What is needed | Transcribe every entry below word for word, but skip the pictures.

Pointing dataset records:

+--

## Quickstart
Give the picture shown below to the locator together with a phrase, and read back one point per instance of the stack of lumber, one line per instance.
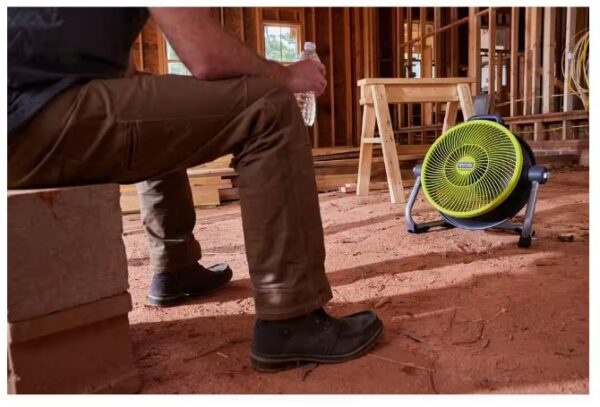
(338, 167)
(335, 167)
(211, 184)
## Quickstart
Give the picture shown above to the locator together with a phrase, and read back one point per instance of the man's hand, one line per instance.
(211, 53)
(306, 76)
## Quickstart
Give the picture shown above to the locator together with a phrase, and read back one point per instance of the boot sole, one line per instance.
(271, 364)
(169, 301)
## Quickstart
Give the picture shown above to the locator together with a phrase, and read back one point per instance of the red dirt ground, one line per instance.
(464, 312)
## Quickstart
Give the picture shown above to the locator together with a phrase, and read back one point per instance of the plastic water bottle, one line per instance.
(306, 100)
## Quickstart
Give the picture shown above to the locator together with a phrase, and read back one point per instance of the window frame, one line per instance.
(272, 23)
(164, 57)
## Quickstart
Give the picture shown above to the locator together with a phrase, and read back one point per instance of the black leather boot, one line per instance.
(313, 338)
(174, 287)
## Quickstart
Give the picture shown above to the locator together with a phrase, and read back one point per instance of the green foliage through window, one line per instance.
(174, 64)
(281, 43)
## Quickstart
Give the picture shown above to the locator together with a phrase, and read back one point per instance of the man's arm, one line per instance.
(211, 53)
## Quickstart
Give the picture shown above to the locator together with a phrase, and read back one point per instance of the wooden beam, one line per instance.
(455, 24)
(388, 145)
(426, 55)
(450, 116)
(366, 151)
(526, 74)
(549, 58)
(492, 58)
(409, 74)
(425, 65)
(536, 46)
(348, 76)
(330, 71)
(570, 24)
(437, 53)
(514, 59)
(569, 43)
(475, 49)
(454, 56)
(400, 68)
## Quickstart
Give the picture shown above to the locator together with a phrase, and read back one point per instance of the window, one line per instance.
(174, 64)
(282, 42)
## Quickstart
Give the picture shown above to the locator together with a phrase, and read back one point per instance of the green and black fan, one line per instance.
(479, 175)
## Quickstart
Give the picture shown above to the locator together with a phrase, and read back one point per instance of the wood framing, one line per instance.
(376, 96)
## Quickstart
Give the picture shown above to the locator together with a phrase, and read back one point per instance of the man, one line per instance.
(74, 119)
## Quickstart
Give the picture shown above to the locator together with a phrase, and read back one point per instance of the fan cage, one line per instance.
(472, 168)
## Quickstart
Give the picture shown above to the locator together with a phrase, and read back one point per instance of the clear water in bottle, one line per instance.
(306, 100)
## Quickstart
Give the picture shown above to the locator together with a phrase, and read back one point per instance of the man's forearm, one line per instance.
(208, 50)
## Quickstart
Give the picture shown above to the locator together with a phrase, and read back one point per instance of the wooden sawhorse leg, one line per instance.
(379, 114)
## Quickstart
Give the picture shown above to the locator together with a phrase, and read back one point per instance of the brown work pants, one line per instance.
(150, 129)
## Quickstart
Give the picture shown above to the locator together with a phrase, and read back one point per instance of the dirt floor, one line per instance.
(464, 312)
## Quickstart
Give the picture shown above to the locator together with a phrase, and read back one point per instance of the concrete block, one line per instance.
(71, 318)
(91, 358)
(64, 249)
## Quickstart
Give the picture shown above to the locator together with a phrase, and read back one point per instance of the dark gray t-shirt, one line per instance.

+--

Result |
## Quickstart
Give the picture shown below to the locator together with a phrase, and read back one point per instance of the stack of lumber, one line per instance.
(338, 167)
(335, 167)
(211, 184)
## Quickstart
Give the picture shown above to the locator together with a phrase, and read back one point per instance of the man's hand, one line per instance.
(211, 53)
(306, 76)
## Quickstart
Give the picture shown above to the locator together with a phrase, and read back one point per instance of the boot sole, one line per instance.
(271, 364)
(169, 301)
## Quickstart
Give the picture shown above to the locator together with a phrase, and read back one point per instance of the red dirt ground, one line per instance.
(464, 312)
## Quickstart
Give the picture shown above to the locator together with a phrase, and read back one point per instance of the plastic water bottle, one line per instance.
(306, 100)
## Quickstart
Give the picture shown above to the locator together with a phrase, and read back one point per instance of the window frame, one line per instance.
(272, 23)
(164, 57)
## Quickstart
Give the picture shown above to the locator together with a phrase, and read back one point per instance of the black leather boot, one line per instance.
(313, 338)
(174, 287)
## Quickstart
Give the picture shown above to the locator together with a phrase, and read back one point per instance of the green foliage through window, one line per instance.
(174, 64)
(281, 43)
## Quickstart
Give the picture shown above to the locator together with a phrase, and read back one point per instance of the man's arm, one line per instance.
(211, 53)
## Quickstart
Give the picture shown above to the locator together with a phrase, and read back one point per instance of the wooden beam, one line per instance.
(455, 24)
(388, 145)
(426, 55)
(450, 116)
(366, 151)
(526, 74)
(549, 58)
(492, 58)
(409, 74)
(425, 65)
(536, 46)
(348, 76)
(330, 71)
(570, 24)
(437, 53)
(514, 59)
(569, 43)
(475, 49)
(454, 56)
(400, 68)
## Quickstart
Give the picture shown above to the locator together with a phrase, and read back one point per instance of the window, one line per instance.
(174, 64)
(282, 42)
## Quickstart
Give the picture shown above to the locator together with a phrase, and read back one point per instance of the green and black fan, one line per instance.
(479, 175)
## Quickstart
Give the picture shown above to the locator together with a phrase, and read back one point per instance of the wood framing, one line per instance.
(376, 96)
## Quickstart
Give the picture shown above to the locator together with a phrase, and read back one point per instance of the man, one line per instance.
(74, 119)
## Quickstart
Give the picture shown above to the locator together with a phrase, and read back one point per instance of the fan cage, one line per instance.
(472, 168)
## Quickstart
Give the picture shown above to the locator together with a phrase, and read back one point per instance of the clear water in bottle, one line per instance.
(306, 100)
## Quickstart
Give the picture shown above to the locator together with a phrase, and read back one point per instance of the man's forearm, one line per instance.
(208, 50)
## Quickstart
Give the picture shown above to the locator together with a phrase, and read back one point per instance of the wooden sawhorse leg, one line per instance.
(379, 114)
## Quickstart
Give the picture shown above to the locator together with a phrase, and read back one point per instance of the brown work pants, one line per instance.
(150, 129)
## Quickstart
Give the picture shown above to the locator together with a phrase, and read back one point per instance of the dirt floor, one line per instance.
(464, 312)
## Quickstart
Give the picture shown above to the locator together with a phrase, and read back one point per instance of the concrete block, one line per instance.
(71, 318)
(91, 358)
(64, 249)
## Quickstart
Give the picture shown above to the locator together with a phrase, and read back one point per instance of the dark gray t-shirt, one line per instance.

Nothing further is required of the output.